__PASSAGE GIVEN__:
<<<<

1. A tubular for reservoir fines control comprising:
a body including an outer surface and an inner surface defining a flow path, a plurality of openings are formed in the body connecting the outer surface and the flow path; and
a material mesh overlaid onto the outer surface, the material mesh being formed from a material swellable upon exposure to a selected fluid, the material mesh having a selected porosity allowing methane to pass into the flow path while preventing passage of fines.
2. The tubular according to claim 1, wherein the material mesh includes a first material mesh layer extending along the outer surface and a second material mesh layer overlaid onto the first material mesh layer.
3. The tubular according to claim 2, wherein the first material mesh layer extends axially along the body.
4. The tubular according to claim 2, wherein the first material mesh layer extends at an angle relative to a longitudinal axis of the body.
5. The tubular according to claim 3, wherein the first material mesh layer comprises a plurality of cord members extending axially along the body.
6. The tubular according to claim 2, wherein the second material mesh layer is wrapped about the body.
7. The tubular according to claim 2, wherein the first material mesh layer comprises a first outer diameter and the second material mesh layer comprises a second outer diameter that is distinct from the first outer diameter.
8. The tubular according to claim 1, wherein the material mesh includes a non-circular cross-section.
9. The tubular according to claim 1, wherein the material mesh includes a first portion formed from a material that is swellable upon exposure to a first selected fluid and a second portion formed from a material that is swellable upon exposure to a second selected fluid that is distinct from the first selected fluid.

>>>>

__PROBLEM SET__:
(a) According to the patent claims for the tubular, what does the selected porosity of the material mesh allow to pass into the flow path?
(b) Continue the patent claims for the tubular from where they stop.

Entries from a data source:
<<<<

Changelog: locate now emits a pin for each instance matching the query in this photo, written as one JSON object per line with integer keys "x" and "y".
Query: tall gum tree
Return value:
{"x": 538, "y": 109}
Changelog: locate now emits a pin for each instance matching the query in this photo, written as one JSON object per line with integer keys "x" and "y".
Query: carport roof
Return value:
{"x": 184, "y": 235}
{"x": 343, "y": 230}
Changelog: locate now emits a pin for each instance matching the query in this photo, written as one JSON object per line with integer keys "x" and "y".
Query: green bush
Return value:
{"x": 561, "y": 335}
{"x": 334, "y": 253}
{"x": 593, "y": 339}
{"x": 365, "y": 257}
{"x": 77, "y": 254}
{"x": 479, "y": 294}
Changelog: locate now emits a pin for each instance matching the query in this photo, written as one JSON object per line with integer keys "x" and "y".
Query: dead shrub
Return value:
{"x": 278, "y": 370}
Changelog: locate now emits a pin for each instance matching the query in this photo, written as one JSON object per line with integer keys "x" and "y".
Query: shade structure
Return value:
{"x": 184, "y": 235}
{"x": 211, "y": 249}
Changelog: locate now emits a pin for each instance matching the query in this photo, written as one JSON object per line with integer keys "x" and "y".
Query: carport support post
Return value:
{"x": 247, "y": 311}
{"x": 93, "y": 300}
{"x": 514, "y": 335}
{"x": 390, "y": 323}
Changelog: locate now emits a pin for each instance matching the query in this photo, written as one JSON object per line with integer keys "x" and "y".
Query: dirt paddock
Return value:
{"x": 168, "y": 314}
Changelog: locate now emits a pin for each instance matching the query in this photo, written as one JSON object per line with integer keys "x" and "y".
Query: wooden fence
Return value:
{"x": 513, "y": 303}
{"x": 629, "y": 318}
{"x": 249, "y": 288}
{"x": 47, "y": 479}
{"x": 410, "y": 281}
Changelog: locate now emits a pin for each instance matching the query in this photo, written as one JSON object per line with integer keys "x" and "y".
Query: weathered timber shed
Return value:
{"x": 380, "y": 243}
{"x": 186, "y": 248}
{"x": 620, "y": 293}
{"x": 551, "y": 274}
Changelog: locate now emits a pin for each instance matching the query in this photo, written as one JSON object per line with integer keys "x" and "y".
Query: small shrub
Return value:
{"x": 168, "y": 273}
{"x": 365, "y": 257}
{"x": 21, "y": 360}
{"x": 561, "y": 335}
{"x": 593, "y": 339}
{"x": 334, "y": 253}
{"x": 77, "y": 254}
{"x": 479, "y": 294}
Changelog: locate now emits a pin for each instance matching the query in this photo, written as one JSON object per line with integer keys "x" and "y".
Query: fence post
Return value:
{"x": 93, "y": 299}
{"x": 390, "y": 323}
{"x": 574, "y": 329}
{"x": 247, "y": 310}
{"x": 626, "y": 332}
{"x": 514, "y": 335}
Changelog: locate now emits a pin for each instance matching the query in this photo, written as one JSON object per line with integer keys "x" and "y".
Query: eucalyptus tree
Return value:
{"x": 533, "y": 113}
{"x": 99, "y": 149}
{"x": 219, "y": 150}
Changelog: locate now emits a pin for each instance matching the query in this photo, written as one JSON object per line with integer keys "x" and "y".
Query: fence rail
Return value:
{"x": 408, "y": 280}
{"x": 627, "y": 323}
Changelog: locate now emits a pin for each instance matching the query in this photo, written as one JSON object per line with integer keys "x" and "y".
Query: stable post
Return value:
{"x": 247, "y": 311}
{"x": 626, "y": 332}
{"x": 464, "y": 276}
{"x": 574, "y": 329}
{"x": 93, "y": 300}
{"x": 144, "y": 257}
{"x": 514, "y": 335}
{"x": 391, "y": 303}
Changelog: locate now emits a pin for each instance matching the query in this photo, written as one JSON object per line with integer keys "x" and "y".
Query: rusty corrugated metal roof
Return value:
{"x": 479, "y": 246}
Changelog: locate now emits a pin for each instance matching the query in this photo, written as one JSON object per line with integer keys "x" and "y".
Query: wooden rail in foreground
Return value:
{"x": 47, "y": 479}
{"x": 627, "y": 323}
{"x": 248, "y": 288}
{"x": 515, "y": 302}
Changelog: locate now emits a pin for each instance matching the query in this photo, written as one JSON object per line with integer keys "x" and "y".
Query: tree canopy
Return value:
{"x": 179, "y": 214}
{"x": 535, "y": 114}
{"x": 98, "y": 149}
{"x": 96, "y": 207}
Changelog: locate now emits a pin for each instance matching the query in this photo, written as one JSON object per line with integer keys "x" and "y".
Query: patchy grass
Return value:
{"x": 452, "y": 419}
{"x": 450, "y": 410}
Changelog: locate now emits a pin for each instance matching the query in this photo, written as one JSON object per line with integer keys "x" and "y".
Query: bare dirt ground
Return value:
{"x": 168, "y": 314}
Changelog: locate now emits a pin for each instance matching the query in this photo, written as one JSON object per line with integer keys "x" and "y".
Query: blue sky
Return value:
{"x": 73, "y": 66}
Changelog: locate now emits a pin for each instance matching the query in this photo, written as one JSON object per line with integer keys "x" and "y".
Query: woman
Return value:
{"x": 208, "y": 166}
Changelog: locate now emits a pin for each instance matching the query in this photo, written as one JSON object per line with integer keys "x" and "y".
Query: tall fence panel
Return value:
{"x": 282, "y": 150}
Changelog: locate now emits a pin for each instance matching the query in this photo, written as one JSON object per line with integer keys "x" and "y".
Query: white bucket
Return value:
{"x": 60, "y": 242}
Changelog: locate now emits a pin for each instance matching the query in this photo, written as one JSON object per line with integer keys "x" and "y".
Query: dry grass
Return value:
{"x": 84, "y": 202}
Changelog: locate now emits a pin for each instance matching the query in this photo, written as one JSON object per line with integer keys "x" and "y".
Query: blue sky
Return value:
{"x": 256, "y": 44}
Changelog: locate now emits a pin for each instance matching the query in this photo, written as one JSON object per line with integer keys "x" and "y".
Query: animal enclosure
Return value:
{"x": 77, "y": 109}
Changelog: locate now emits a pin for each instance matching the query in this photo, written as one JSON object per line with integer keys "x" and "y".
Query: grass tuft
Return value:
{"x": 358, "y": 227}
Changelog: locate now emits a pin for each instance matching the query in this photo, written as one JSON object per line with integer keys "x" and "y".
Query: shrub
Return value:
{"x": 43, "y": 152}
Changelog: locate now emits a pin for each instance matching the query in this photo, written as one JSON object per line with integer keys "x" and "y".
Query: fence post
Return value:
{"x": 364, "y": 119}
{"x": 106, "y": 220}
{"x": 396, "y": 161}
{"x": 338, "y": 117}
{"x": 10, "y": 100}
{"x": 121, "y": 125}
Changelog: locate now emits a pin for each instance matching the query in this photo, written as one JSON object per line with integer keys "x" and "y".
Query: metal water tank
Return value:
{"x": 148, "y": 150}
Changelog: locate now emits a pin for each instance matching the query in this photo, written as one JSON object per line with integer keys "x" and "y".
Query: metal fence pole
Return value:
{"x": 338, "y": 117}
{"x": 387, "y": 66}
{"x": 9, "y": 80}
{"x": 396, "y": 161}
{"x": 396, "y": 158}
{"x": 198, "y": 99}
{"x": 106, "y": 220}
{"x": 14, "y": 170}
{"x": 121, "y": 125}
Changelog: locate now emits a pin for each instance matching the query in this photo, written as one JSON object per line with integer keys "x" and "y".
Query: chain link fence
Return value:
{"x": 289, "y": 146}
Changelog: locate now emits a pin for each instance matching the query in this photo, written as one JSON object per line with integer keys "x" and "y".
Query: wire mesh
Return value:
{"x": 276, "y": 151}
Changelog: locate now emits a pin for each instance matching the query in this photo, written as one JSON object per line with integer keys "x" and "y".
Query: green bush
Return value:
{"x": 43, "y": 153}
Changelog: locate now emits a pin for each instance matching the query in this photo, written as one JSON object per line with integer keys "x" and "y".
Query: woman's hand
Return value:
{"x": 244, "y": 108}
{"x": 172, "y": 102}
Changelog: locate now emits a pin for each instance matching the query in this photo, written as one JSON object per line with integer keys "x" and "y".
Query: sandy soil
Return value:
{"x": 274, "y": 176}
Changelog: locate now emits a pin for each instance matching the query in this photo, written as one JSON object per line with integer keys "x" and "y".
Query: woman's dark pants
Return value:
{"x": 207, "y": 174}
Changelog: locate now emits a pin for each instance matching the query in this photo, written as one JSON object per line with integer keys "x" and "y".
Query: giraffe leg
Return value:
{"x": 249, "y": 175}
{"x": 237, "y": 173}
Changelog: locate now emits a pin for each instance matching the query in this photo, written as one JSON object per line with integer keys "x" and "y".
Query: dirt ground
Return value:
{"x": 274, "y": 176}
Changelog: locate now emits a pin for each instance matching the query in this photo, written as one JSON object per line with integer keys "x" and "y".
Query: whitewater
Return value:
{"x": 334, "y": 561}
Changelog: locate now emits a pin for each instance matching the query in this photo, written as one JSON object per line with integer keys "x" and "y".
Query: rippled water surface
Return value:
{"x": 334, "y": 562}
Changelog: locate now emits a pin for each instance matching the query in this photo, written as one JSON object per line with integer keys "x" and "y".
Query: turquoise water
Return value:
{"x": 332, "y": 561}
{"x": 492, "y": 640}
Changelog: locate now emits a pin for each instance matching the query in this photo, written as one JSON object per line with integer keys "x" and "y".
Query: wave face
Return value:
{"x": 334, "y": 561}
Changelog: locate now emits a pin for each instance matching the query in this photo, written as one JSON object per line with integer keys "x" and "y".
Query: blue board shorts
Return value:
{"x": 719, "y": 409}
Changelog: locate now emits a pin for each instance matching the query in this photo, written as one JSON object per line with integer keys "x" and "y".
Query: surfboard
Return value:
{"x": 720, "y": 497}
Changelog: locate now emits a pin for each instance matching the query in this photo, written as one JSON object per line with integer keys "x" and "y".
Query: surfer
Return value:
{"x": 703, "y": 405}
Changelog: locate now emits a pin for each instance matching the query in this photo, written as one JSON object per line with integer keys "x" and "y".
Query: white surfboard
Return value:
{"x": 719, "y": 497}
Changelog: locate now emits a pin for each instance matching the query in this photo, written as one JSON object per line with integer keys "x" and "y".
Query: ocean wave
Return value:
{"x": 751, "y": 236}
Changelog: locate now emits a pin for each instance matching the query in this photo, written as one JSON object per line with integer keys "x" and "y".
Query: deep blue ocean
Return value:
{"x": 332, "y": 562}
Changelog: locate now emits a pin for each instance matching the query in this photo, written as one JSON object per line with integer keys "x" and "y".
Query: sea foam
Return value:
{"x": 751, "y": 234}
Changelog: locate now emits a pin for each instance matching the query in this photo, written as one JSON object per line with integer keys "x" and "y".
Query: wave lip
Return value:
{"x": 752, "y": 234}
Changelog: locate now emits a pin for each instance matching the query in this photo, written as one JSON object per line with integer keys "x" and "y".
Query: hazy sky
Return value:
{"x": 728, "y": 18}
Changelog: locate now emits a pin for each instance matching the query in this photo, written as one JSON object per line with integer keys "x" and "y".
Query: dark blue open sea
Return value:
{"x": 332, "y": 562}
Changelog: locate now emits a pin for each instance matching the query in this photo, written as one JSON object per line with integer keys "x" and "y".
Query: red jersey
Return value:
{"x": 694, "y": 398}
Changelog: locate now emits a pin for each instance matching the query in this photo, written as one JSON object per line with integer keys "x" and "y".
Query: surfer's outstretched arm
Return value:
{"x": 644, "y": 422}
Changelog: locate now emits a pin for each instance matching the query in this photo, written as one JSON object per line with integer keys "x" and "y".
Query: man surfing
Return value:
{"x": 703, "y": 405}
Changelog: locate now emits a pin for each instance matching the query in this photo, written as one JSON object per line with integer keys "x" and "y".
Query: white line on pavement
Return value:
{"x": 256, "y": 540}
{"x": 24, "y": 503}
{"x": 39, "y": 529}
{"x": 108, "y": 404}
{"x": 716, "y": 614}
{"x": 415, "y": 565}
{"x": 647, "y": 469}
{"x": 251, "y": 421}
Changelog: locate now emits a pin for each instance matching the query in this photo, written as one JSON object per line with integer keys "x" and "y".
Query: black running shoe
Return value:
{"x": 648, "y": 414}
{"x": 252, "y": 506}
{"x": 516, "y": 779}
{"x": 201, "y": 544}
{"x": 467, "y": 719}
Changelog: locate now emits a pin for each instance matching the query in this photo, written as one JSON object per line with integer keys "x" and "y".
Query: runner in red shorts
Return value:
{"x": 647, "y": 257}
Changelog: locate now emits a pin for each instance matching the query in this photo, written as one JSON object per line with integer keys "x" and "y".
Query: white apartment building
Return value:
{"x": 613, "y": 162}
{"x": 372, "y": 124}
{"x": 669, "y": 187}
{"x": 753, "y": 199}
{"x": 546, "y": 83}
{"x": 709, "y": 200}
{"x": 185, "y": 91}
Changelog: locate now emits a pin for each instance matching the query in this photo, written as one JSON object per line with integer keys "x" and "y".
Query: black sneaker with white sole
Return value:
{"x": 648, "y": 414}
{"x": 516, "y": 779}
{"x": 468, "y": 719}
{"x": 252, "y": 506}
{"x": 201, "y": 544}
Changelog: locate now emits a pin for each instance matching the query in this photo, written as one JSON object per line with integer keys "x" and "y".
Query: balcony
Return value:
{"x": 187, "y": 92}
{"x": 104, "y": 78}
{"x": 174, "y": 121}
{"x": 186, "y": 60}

>>>>

__TASK RESPONSES__:
(a) It allows methane to pass into the flow path while preventing passage of fines.

(b)
10. The tubular according to claim 9, wherein the first selected fluid comprises oil and the second selected fluid comprises water.
11. The tubular according to claim 1, wherein the selected fluid comprises a downhole fluid.
12. The tubular according to claim 1, wherein the material mesh comprises a weave.
13. The tubular according to claim 1, wherein the material mesh comprises a preformed sleeve.
14. The tubular according to claim 1, wherein the material mesh comprises a mat having a first end and a second end.
15. The tubular according to claim 14, wherein the mat is clamped to the outer surface.
16. The tubular according to claim 14, wherein the mat is secured about with outer surface with the first end being bonded to the second end.
17. The tubular according to claim 1, wherein the material mesh comprises a continuous cord.
18. The tubular according to claim 17, wherein the continuous cord includes a first portion having a first dimension and a second portion having a second dimension that is distinct from the first dimension.
19. The tubular according to claim 1, wherein the material mesh is formed from a plurality of discrete particles suspended in a binder material.
20. A method of forming a permeable cover on a perforated tubular comprising:
positioning a material mesh permeable to a downhole gas on an outer surface of the perforated tubular formed from a material swellable upon exposure to a selected fluid.
21. The method of claim 20, wherein positioning the material mesh includes directly wrapping the material mesh about the outer surface of the tubular.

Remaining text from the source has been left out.